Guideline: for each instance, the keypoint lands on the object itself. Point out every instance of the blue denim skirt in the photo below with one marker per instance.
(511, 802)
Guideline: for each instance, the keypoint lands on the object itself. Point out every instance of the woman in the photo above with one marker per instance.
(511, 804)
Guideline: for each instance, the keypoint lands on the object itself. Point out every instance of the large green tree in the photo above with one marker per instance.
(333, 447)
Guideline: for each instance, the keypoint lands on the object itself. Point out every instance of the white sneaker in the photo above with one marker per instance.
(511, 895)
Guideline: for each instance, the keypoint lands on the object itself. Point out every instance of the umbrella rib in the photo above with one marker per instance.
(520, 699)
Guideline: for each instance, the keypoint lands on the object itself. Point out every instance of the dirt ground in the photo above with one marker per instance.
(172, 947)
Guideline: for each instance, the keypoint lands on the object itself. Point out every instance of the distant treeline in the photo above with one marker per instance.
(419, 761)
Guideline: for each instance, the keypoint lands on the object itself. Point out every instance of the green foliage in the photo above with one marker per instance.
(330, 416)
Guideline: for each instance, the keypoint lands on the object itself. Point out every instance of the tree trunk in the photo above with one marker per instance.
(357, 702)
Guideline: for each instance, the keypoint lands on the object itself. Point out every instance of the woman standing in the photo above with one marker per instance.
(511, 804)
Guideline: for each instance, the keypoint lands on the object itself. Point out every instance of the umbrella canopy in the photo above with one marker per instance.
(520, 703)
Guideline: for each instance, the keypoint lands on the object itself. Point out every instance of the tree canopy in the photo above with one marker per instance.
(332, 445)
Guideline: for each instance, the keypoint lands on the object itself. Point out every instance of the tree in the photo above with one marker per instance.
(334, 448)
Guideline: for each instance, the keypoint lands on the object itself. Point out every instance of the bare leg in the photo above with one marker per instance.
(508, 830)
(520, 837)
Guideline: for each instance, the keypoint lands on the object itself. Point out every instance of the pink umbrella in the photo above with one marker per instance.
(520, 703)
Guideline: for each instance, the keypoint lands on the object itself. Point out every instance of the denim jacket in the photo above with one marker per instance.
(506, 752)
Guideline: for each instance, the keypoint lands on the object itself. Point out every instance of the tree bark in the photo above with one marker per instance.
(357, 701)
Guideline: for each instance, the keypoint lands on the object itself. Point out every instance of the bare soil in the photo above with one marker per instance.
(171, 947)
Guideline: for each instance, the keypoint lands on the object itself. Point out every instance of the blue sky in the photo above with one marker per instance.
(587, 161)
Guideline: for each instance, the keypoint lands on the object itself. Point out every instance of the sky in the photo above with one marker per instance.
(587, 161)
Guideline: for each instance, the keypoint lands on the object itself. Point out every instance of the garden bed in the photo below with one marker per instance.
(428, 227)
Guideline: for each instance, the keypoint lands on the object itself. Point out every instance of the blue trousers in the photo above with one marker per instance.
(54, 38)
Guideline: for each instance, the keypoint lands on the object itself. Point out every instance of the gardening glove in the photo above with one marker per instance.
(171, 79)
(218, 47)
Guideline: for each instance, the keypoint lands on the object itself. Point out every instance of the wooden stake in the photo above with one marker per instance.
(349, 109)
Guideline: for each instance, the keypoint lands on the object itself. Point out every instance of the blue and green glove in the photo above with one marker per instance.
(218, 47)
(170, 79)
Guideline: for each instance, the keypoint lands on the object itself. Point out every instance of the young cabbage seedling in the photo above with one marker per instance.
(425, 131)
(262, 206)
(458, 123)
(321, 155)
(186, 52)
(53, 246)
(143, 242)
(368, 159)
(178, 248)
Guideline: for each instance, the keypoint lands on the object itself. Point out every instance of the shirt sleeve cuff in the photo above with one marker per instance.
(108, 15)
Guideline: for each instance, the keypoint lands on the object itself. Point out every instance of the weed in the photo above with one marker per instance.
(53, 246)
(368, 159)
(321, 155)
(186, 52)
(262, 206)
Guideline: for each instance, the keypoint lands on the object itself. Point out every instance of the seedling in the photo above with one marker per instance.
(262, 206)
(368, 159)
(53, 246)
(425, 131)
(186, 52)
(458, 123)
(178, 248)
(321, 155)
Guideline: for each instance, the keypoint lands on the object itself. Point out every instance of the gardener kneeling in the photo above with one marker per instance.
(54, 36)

****

§ To be done: Please output the entries above, every line exactly as it reads.

§ Answer to the task:
Guideline: for each instance, the keypoint lands on the object itself. Point out every instance of the blue denim skirt in the photo below with one marker per instance.
(511, 802)
Guideline: for each instance, the keypoint lands on the object itself. Point out every instance of the woman in the photo above with one marker per instance.
(511, 804)
Guideline: for each instance, the keypoint lands on the object itself. Point out every instance of the large green tree in the photo above with one marker per instance.
(333, 447)
Guideline: for each instance, the keypoint lands on the object itself. Point out every instance of the white sneaker in the photo above with one marker per instance.
(511, 895)
Guideline: for each instance, the keypoint lands on the object itself. Point out every instance of the umbrella rib in the photo above with one marker per instance.
(520, 699)
Guideline: for each instance, the keypoint lands on the object itself. Point out every instance of the dirt ground in the photo above with one marker per instance.
(172, 947)
Guideline: for each instance, the keypoint lands on the object itself. Point out every instance of the distant treeline in the photo above with one marker per instance.
(419, 761)
Guideline: for each instance, the keypoint lands on the object itself. Point out every instance of the green foliage in the photo above with one marker per instance.
(330, 416)
Guideline: for each instance, the keypoint lands on the object itself. Point out every instance of the tree trunk in the photo above with one marker per instance.
(357, 702)
Guideline: for each instance, the keypoint lands on the object itself. Point out every instance of the woman standing in the photo above with one marker per instance.
(511, 804)
Guideline: for each instance, the keypoint lands on the object itself. Point out every instance of the umbrella canopy in the photo above with one marker per instance.
(520, 703)
Guideline: for each instance, the keypoint lands on the object itself. Point out every instance of the tree canopy in the photo above with one marker per instance.
(332, 445)
Guideline: for each instance, the keypoint lands on the object itself. Point out every instance of the tree in the photo above with one marker per instance.
(334, 448)
Guideline: for each instance, the keypoint lands on the object itself. Point out every instance of the bare leg in the photo above with one marker per instance.
(508, 830)
(520, 837)
Guideline: for each instance, the keypoint lands on the object itself. Point out every instance of the pink umbrella in the photo above with one marker per instance.
(520, 703)
Guideline: for each instance, the keypoint lands on the object itself. Point out every instance of the denim jacket in the photo above with one marker per instance.
(506, 752)
Guideline: for each instance, the keypoint lands on the object itself. Point out every instance of the tree bark in the photo above with one marker per instance.
(357, 701)
Guideline: for each instance, the keypoint lands on the object itself. Point out every instance of the bare soil in the photo above with one marker per instance.
(171, 947)
Guideline: for each instance, the keypoint lands on the object itself. Point out every instance of the blue sky in the photo above with one marker per instance.
(587, 161)
Guideline: for each instance, the keypoint lands on the object itself. Point out every instance of the sky in the photo above with one marker per instance.
(587, 161)
Guideline: for each instance, the keypoint lands on the object itself. Point out every instance of the garden bed in the photo below with one marker per instance.
(428, 227)
Guideline: for each instance, the keypoint lands on the object itself. Point out every instance of the blue trousers in the photo above with one marker per instance.
(54, 38)
Guideline: for each instance, the keypoint lands on the object itself. Point out every instance of the gardening glove in the photo above with one marker per instance.
(171, 79)
(218, 47)
Guideline: for each instance, the keypoint lands on the object itself. Point out every instance of the wooden stake in the photo above with one marker per instance.
(349, 109)
Guideline: for each instance, the keypoint lands on the object itself. Point out every instance of the blue and green glove in the photo above with one marker per instance.
(218, 47)
(170, 79)
Guideline: for each instance, the keypoint lands on the object itself. Point out every instance of the young cabbage seedling in the photo above with one marker per instance.
(425, 131)
(262, 206)
(458, 123)
(321, 155)
(186, 52)
(53, 246)
(143, 242)
(368, 159)
(178, 248)
Guideline: for each instance, the keypoint lands on the object itself. Point out every instance of the shirt sleeve cuff in the photo above with one marker per instance.
(108, 15)
Guideline: for each instance, the keypoint lands on the object itself. Point out every instance of the weed in the photo above with one marker per instance.
(53, 246)
(368, 159)
(321, 155)
(186, 52)
(262, 206)
Guideline: for each instance, the keypoint lands on the object itself. Point out every instance of the seedling in the photo above with one marker per instance.
(262, 206)
(368, 159)
(53, 246)
(425, 131)
(186, 52)
(458, 123)
(178, 248)
(321, 155)
Guideline: for each instance, the keypoint lands on the object itself. Point out every instance of the gardener kneeling in the photo above with one marker per instance.
(54, 36)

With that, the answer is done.